[Stored dataset items]
★ ★ ★ ★
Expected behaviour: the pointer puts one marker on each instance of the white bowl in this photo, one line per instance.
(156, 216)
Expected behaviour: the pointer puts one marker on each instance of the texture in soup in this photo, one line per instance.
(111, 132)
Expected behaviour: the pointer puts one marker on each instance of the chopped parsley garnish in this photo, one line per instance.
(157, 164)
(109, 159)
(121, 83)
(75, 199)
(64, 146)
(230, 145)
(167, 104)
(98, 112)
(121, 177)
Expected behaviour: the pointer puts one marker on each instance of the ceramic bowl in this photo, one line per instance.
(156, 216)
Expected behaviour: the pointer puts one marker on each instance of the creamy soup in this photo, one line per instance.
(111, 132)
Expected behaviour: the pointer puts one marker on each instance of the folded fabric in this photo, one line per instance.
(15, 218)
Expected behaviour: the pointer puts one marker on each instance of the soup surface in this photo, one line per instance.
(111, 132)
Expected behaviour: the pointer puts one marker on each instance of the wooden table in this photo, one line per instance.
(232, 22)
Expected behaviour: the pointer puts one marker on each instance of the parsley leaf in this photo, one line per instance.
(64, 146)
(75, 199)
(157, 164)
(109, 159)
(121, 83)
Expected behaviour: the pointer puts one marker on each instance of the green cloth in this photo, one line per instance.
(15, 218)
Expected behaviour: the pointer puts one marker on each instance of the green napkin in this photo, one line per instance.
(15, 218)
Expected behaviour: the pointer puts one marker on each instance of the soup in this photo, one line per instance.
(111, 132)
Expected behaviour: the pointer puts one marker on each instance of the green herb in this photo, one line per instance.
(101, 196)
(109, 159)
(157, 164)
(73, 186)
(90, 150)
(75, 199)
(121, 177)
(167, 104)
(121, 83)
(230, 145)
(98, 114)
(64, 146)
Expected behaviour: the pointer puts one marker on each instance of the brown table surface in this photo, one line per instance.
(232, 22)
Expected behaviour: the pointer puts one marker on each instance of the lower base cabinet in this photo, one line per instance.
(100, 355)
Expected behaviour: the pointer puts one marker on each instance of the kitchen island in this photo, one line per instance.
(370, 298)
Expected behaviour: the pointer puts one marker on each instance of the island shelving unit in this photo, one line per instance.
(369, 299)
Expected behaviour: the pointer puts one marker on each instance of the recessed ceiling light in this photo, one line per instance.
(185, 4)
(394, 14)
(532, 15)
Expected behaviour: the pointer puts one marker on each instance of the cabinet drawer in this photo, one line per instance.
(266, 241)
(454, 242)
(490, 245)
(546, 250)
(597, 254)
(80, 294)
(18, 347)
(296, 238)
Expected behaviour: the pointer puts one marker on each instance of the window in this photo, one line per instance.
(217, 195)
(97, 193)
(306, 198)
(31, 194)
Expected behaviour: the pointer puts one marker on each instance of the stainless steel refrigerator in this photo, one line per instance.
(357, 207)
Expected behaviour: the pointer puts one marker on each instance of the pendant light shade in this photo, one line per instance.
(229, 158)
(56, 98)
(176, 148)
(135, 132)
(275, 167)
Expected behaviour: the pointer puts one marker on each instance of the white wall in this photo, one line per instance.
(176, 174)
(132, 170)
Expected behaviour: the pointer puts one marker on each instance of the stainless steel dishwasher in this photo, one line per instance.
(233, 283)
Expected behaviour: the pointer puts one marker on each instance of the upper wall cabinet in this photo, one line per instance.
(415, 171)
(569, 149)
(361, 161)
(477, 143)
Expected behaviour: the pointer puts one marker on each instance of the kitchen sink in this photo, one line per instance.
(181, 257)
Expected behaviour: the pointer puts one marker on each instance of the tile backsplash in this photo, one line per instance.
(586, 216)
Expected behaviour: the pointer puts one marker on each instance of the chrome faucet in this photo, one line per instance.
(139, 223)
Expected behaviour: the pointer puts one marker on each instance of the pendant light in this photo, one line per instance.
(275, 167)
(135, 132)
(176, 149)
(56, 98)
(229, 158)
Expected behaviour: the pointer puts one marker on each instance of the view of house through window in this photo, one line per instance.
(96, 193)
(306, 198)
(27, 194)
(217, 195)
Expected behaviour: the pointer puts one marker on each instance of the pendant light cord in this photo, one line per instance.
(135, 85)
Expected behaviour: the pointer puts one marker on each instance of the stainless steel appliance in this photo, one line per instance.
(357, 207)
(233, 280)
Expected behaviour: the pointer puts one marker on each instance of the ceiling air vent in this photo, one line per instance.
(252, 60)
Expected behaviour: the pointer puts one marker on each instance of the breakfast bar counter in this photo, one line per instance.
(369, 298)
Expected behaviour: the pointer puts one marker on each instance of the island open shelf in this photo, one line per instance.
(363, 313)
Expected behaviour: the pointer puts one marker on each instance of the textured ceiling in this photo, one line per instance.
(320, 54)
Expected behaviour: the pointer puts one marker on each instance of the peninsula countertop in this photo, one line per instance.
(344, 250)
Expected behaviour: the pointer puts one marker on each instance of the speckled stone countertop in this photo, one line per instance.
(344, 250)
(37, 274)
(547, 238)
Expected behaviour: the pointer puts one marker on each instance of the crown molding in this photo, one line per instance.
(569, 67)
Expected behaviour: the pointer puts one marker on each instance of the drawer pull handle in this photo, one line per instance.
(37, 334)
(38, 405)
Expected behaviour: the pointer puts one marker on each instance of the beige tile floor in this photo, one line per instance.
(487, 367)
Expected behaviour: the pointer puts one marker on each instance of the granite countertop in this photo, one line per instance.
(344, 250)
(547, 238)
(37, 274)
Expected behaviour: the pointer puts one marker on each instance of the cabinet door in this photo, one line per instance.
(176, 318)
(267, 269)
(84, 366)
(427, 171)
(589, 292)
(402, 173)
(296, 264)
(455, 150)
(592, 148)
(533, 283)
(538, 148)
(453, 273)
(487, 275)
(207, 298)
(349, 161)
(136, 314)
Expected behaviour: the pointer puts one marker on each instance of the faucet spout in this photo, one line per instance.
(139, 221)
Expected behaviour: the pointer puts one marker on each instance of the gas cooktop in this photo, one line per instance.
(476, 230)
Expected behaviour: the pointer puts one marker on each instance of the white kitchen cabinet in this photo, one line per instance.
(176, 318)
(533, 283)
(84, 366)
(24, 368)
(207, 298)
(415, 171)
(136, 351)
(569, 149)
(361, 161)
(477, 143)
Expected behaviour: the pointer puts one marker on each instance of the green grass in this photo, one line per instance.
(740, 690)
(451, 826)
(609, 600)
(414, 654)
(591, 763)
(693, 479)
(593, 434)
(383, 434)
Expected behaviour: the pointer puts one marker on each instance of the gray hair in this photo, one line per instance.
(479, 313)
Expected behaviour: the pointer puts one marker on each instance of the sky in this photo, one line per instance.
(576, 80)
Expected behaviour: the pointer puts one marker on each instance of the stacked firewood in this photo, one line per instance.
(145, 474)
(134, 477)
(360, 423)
★ ★ ★ ★
• [Brief] Produce an exact copy of the whole listing.

• [Result of this exercise]
Expected behaviour: the pointer puts one marker on each instance of the white bowl in this photo, one line per instance.
(156, 216)
Expected behaviour: the pointer puts one marker on each instance of the texture in soup in this photo, one line per instance.
(111, 132)
Expected behaviour: the pointer puts one marker on each instance of the chopped parsley garnish in this photo, one line per instance.
(157, 164)
(109, 159)
(121, 83)
(75, 199)
(64, 146)
(230, 145)
(167, 104)
(98, 112)
(121, 177)
Expected behaviour: the pointer puts one marker on each instance of the ceramic bowl in this photo, one line per instance.
(156, 216)
Expected behaviour: the pointer puts one marker on each instance of the creamy soup in this photo, one line per instance.
(111, 132)
Expected behaviour: the pointer puts one marker on each instance of the folded fabric in this photo, one line per instance.
(15, 218)
Expected behaviour: the pointer puts one marker on each instance of the soup surface in this photo, one line per instance.
(111, 132)
Expected behaviour: the pointer puts one marker on each instance of the wooden table in this photo, one line per instance.
(232, 22)
Expected behaviour: the pointer puts one marker on each instance of the parsley leaf in this photo, one line per instance.
(64, 146)
(75, 199)
(157, 164)
(109, 159)
(121, 83)
Expected behaviour: the pointer puts one marker on each instance of the green cloth in this photo, one line per instance.
(15, 218)
Expected behaviour: the pointer puts one marker on each instance of the green napkin in this photo, one line per instance.
(15, 218)
Expected behaviour: the pointer puts one marker on each instance of the soup in this photo, one line per instance.
(111, 132)
Expected behaviour: the pointer puts one marker on each instance of the green herb in this photo, one line per instance.
(101, 196)
(109, 159)
(157, 164)
(73, 186)
(90, 150)
(75, 199)
(121, 177)
(167, 104)
(121, 83)
(230, 145)
(98, 114)
(64, 146)
Expected behaviour: the pointer puts one marker on each instance of the brown table surface in this photo, one line per instance.
(232, 22)
Expected behaviour: the pointer puts one marker on each instance of the lower base cabinet in this photo, one line per instance.
(100, 355)
Expected behaviour: the pointer puts one marker on each instance of the kitchen island in this photo, one line per instance.
(370, 298)
Expected behaviour: the pointer puts one marker on each instance of the island shelving unit in this photo, one line per instance.
(369, 299)
Expected behaviour: the pointer puts one marker on each instance of the recessed ceiling light in this photo, one line per instance.
(185, 4)
(394, 14)
(532, 15)
Expected behaviour: the pointer puts one marker on each instance of the cabinet drawer in this photo, one line per instance.
(266, 241)
(454, 242)
(490, 245)
(546, 250)
(597, 254)
(80, 294)
(18, 347)
(296, 238)
Expected behaviour: the pointer puts one marker on each instance of the window in this photo, one line per instance.
(217, 195)
(97, 193)
(306, 198)
(31, 194)
Expected behaviour: the pointer puts one marker on each instance of the stainless steel refrigerator in this photo, one line per instance.
(357, 207)
Expected behaviour: the pointer puts one marker on each instance of the pendant light shade in this photo, one line per instance.
(229, 158)
(56, 98)
(176, 148)
(135, 132)
(275, 167)
Expected behaviour: the pointer puts one marker on each instance of the white wall in this photo, one line per instance.
(176, 174)
(132, 170)
Expected behaviour: the pointer puts one marker on each instance of the stainless steel dishwasher in this photo, one line per instance.
(233, 283)
Expected behaviour: the pointer puts one marker on each instance of the upper wall cabinet in this photo, one line per instance.
(415, 171)
(569, 149)
(361, 161)
(477, 143)
Expected behaviour: the pointer puts one marker on each instance of the kitchen sink in this photo, one line per instance.
(181, 257)
Expected behaviour: the pointer puts one marker on each instance of the tile backsplash in this photo, one line per instance.
(586, 216)
Expected behaviour: the pointer puts one marker on each instance of the chrome faucet in this photo, one line per instance.
(139, 223)
Expected behaviour: the pointer puts one marker on each instance of the pendant light in this photo, one line per instance.
(275, 167)
(135, 132)
(176, 149)
(56, 98)
(229, 158)
Expected behaviour: the pointer puts one marker on each instance of the view of house through window in this photo, one line per instance.
(96, 193)
(306, 198)
(27, 194)
(217, 195)
Expected behaviour: the pointer puts one marker on each instance of the pendant light cord in this photo, one line per instance.
(135, 85)
Expected behaviour: the pointer puts one marker on each instance of the stainless steel appliance in this photo, one line per instance.
(357, 207)
(233, 280)
Expected behaviour: the pointer puts one marker on each instance of the ceiling air vent in this photo, one line per instance.
(252, 60)
Expected behaviour: the pointer puts one marker on each instance of the breakfast bar counter in this photo, one line per instance.
(369, 298)
Expected behaviour: the pointer puts one marker on each instance of the island open shelf in this photo, one line per instance.
(363, 313)
Expected behaviour: the pointer puts one marker on each instance of the textured ceiling in this photo, one line per instance.
(320, 54)
Expected behaviour: the pointer puts one marker on each instance of the peninsula countertop in this photo, one line per instance.
(344, 250)
Expected behaviour: the pointer puts one marker on each instance of the speckled stone countertop in this photo, one line per instance.
(344, 250)
(37, 274)
(547, 238)
Expected behaviour: the pointer puts one marker on each instance of the crown molding in this photo, one line per instance.
(569, 67)
Expected behaviour: the pointer puts one marker on each instance of the drawer pull handle in this photo, one line per instance.
(37, 334)
(38, 405)
Expected behaviour: the pointer puts one marker on each instance of the beige tile floor in this photo, one line per instance.
(487, 367)
Expected behaviour: the pointer puts one marker on each instance of the granite countertop in this photo, one line per instance.
(344, 250)
(547, 238)
(37, 274)
Expected behaviour: the pointer puts one marker on each instance of the cabinet door in this photo, one line per instance.
(176, 318)
(267, 269)
(84, 366)
(427, 171)
(589, 292)
(402, 173)
(296, 264)
(455, 150)
(592, 148)
(533, 283)
(538, 148)
(453, 273)
(487, 275)
(207, 298)
(349, 161)
(136, 314)
Expected behaviour: the pointer puts one marker on each instance of the faucet spout in this photo, one line per instance.
(139, 221)
Expected behaviour: the pointer puts one marker on each instance of the gas cooktop in this photo, one line per instance.
(476, 230)
Expected behaviour: the pointer puts one marker on each instance of the white kitchen cabinet in this photo, one line per instance.
(176, 318)
(533, 283)
(84, 366)
(24, 368)
(207, 298)
(415, 171)
(136, 351)
(569, 149)
(361, 161)
(477, 143)
Expected behaviour: the pointer puts one marker on each instance of the green grass in this photo, one line per instance.
(740, 690)
(451, 826)
(609, 600)
(414, 654)
(591, 763)
(693, 479)
(593, 434)
(383, 434)
Expected behaviour: the pointer puts one marker on each instance of the gray hair in this photo, one line per instance.
(479, 313)
Expected behaviour: the pointer puts one marker on each instance of the sky in this photo, one line per instance.
(576, 80)
Expected behaviour: the pointer puts one marker on each instance of the stacked firewood in this photo, one line per instance.
(145, 474)
(134, 477)
(360, 423)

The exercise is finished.